◆ **Instructions for the task**:
Copy, without any change, the lines from the one containing "Where can the red upper" through the end of the rows below.

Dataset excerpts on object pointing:
----

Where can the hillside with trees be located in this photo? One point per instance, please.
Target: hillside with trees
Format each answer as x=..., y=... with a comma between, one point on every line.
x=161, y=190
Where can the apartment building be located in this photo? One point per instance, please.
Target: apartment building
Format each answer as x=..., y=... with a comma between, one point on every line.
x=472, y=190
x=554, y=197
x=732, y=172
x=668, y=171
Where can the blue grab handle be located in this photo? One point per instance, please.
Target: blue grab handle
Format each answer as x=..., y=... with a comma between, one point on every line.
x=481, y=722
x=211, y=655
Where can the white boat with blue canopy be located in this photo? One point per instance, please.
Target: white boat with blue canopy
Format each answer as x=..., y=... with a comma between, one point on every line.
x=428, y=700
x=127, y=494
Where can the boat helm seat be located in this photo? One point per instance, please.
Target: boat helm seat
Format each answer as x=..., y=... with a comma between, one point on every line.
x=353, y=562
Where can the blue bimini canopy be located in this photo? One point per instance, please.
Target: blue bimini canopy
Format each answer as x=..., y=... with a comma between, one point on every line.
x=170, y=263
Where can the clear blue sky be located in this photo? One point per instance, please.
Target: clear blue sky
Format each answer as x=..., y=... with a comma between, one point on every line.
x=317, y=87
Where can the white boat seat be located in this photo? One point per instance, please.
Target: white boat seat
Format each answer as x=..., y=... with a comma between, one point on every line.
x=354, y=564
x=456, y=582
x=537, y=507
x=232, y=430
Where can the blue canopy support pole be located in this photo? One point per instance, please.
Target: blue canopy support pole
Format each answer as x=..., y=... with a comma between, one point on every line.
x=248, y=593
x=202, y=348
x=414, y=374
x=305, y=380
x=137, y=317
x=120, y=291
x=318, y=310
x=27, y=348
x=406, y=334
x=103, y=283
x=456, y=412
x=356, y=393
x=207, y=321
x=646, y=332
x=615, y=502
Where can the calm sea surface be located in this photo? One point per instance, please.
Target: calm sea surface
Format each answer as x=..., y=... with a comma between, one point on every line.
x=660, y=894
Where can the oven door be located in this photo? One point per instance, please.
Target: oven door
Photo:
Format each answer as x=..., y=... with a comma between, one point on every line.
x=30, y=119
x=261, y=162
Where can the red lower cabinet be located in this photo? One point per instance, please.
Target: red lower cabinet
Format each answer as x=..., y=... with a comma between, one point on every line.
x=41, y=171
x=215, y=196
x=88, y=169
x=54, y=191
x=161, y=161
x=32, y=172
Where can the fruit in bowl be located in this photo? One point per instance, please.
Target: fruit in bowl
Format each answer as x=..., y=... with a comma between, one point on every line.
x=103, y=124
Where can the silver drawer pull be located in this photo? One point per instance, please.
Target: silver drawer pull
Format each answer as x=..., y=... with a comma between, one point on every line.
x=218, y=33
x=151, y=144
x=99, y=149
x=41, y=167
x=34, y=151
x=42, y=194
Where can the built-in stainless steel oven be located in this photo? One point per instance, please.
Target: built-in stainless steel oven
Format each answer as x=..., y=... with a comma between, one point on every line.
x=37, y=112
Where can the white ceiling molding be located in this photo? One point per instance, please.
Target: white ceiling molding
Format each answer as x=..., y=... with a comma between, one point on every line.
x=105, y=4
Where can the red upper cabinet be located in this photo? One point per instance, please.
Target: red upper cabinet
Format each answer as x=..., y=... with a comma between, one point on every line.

----

◆ **Answer to this task**:
Where can the red upper cabinet be located in this photo? One point per instance, please.
Target: red upper cabinet
Format each answer as x=..., y=... with a comma between, one point on every line.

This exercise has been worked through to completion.